Document
+++

The results of our experiments, shown in Figure
12, demonstrate some interesting trends when examining the success of the GAMMA attack against our embedding models compared to the LightGBM classifier trained directly on the static features. First, it is clear that our embedding models are more sensitive to the Section Injection attack than the LightGBM baseline. The attack reduces the detection rate for our models to between 16.8 and 30.8% for our standard embedding models, and causes complete evasion of the multi-objective model trained on the malware classification task (i.e., detection rate of 0%). At the same time, some embedding models outperform the baseline versus the Content Shifting attack, maintaining a detection rate of up to 84.6% versus 78.2% for the LightGBM model. In both cases, the contrastive-only embedding model performs well compared to the other embedding model variants, while Spearman generally performs poorly.
While a complete analysis of the underlying reasons for these results are beyond the scope of this article, we can hypothesize that the Content Shifting attack has limited impact across all evaluated models because the manipulation does not significantly change the static features underlying the models, or only changes those features that are relatively unimportant in the final model output. The Section Injection attack, on the other hand, affects features that the embedding models rely heavily on for separating samples within the embedding space, such as entropy and number of sections. One interesting observation is that the contrastive-only model remains robust relative to the other embedding models, and that could be due to the coarse nature of the objective itself—focusing on broad notions of positive and negative examples. When losses with additional granularity are used, such as Spearman loss, robustness is noticeably reduced. The binary cross-entropy objective of the multi-objective model, meanwhile, interacts with the metric embedding in a way that makes the decision boundary extremely brittle w.r.t. specific features, as observed in Figure
10. Overall, however, it seems like objectives that enforce additional separation among examples within the broader goodware or malware classes open the possibility of introducing weaknesses, perhaps by becoming overly reliant on a small number of features to achieve that separation.
5.4 Cost Analysis
Our embeddings reduce both computational costs and storage costs. Let \(e_{dim}\) be the dimension of the embedding and \(x_{dim}\) dimension of the original samples’ feature vectors. The storage required for the embeddings is thus \(\frac{e_{dim}}{x_{dim}}\) of the original, with a reduction in storage of \(1 - \frac{e_{dim}}{x_{dim}}\). For EMBER features with a 2301-dimensional feature space and 32-dimensional embeddings, this results in a 98.7% reduction in storage requirement. When training a transfer classifier, costs depend on the type of classifier and training algorithm, but are typically linear complexity (at a minimum) with respect to feature dimension. An exception occurs with pure nearest-neighbor classifiers, where there is no “training” phase, though, in practice, these use some form of data indexing structure (e.g., KD Trees), where the time to fill the structure is proportional to the dimension of the training data. It should also be noted that these types of indexing structures are often more stable with lower-dimensional data. Thus, training a classifier on pre-extracted embeddings offers a training time reduction comparable to a reduction in storage. Depending on data sizes, these storage and computational reductions may lead to significant improvements in overhead and flexibility, as storing and processing embeddings can be conducted on smaller, less expensive, and more flexible hardware, e.g., at the time of this writing, the SOREL transfer experiments can be trained in-memory on a laptop when using 32-dimensional embeddings. The original SOREL dataset using EMBER features takes up more than 300 GB of RAM.

+++

Requirements
Continue the passage above on malware embedding models and their cost savings, beginning after its final sentence about the memory needed for the original SOREL dataset.

Data segment
+++

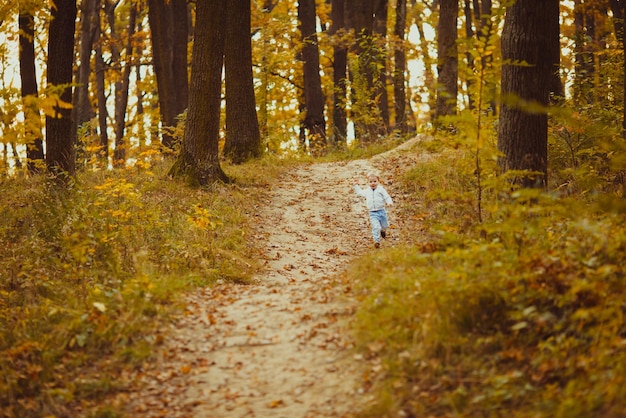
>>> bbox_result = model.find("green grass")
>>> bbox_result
[0,158,291,417]
[349,133,626,417]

+++

Exercise answer
6 Conclusion
In this article, we introduced two different approaches to enrich metric embeddings with static disassembly capabilities information and performed evaluations thereof on multiple downstream tasks. These approaches, outlined in Section
3, consist of a fine-grained Spearman embedding approach and a coarse-grained contrastive embedding approach. In the vast majority of our experiments in Section
4, the coarse-grained contrastive approach exhibited superior performance to the finer-grained Spearman approach. In some respects, this is not surprising, as contrastive loss inherently forces separability in a way that the Spearman loss does not. An in-depth examination of similarity distributions and adoption of additional similarity measures other than Jaccard similarity could be helpful in improving the Spearman embedding. Consistent with other literature in the ML security/applied ML space, we found that combining both Spearman and contrastive embedding losses generally improved performance as did balancing loss contributions to a similar order of magnitude [
34,
35,
36]. Furthermore, adding task-specific objectives greatly improved performance on multiple downstream tasks, but at the cost of catastrophic loss of robustness to evasion.
When trained from scratch, using no transfer learning or auxiliary downstream task losses, our embeddings performed comparably to classifiers trained on raw features for certain tasks, but did not work so well for others. Among a variety of factors, this may be due to including semantic information inherent to the CAPA embeddings, over/under-fitting, and hyperparameter selection. While we were not able to outperform our baselines using transfer from “from-scratch” metric learnt embeddings alone, we were able to do so on the malware family classification task in Section
5.1, using heterogeneous labeling in conjunction with metric learning in a manner very similar to approaches previously explored in computer vision literature [
16,
37].
Generally, we surmise that improving the performance of metric embeddings for additional tasks is trivially feasible by utilizing additional training objectives. These may include malicious/benign labels, malware attribute tags, MITRE ATT&CK tactics (notably, CAPA outputs these as well as attributes) and additional metadata. Moreover, examining how embedding performance scales when training on larger more heterogeneous groups of samples and evaluating on substantially concept-drifted data could offer further insight into embedding performance and design (e.g., Reference [
47]).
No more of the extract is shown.